* [Tâche à accomplir]: Reformulez plus brièvement le paragraphe du document commençant par « Cela me semble très intéressant », en conservant ses idées principales.

* [Document]:

***

Cela me semble très intéressant, dans un débat public sclérosé, d’essayer de réveiller quelque chose du domaine de l’émotion pour sortir de l’analytique pur et ouvrir la partie droite de nos cerveaux. La raison ne suffit pas ; il faut mobiliser plus souvent ces leviers que sont l’émotion, la beauté, la poésie.

Martin Luther King Jr. : “I have a dream…”

Comment faire porter sa voix dans le débat public quand on n’en a pas l’habitude ?

Dans Le lobbying autrement, je propose plusieurs conseils pour “entrer dans l’arène institutionnelle”. Néanmoins, avant de les appliquer, quatre conditions me semblent particulièrement essentielles :

  1. Lutter contre le sentiment d’illégitimité : les personnes qui ont eu une expérience aigüe de vulnérabilité ont souvent été en marge de la société ; elles ont l’impression au plus profond d’elles-mêmes de ne pas valoir grand-chose. Lutter contre ce sentiment d’illégitimité nécessite un travail individuel pour regagner confiance – ma parole peut émouvoir, faire rire et apporter quelque chose au débat public – et redevenir acteur de sa destinée.

***

* [Données affichées]:

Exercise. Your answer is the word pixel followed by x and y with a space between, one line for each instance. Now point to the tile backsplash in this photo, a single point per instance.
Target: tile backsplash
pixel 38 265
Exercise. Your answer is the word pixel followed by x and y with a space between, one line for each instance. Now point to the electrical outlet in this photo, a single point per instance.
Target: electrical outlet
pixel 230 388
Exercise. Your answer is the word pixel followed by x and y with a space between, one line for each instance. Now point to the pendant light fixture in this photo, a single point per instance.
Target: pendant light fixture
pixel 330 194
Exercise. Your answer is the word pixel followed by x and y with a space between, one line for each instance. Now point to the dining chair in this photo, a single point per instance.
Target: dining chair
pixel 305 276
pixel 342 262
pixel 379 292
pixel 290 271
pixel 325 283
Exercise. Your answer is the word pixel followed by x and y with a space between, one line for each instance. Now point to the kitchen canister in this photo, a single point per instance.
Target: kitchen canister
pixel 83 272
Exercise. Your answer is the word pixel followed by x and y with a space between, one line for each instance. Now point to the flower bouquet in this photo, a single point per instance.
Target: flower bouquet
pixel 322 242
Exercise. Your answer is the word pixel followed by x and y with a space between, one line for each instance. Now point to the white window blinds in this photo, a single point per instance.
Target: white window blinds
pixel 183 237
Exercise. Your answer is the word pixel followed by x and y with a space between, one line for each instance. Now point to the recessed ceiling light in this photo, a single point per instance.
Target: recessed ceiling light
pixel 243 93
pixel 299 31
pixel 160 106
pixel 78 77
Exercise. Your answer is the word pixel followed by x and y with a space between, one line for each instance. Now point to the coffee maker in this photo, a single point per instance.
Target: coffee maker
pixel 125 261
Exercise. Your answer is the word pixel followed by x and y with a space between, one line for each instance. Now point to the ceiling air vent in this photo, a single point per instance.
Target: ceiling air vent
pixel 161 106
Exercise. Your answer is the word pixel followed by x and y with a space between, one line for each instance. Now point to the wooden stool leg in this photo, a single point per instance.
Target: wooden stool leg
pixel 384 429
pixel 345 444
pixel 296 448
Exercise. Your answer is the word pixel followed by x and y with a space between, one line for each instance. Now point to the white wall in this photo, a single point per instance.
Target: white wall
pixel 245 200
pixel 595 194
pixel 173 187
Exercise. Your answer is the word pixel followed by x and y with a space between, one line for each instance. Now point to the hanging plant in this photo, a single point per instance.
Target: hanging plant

***

* [Résultat de la tâche]: Dans un débat public sclérosé, réveiller l'émotion permet de sortir de l'analytique pur et de solliciter la partie droite du cerveau. La raison ne suffisant pas, il faut recourir plus souvent à l'émotion, à la beauté et à la poésie.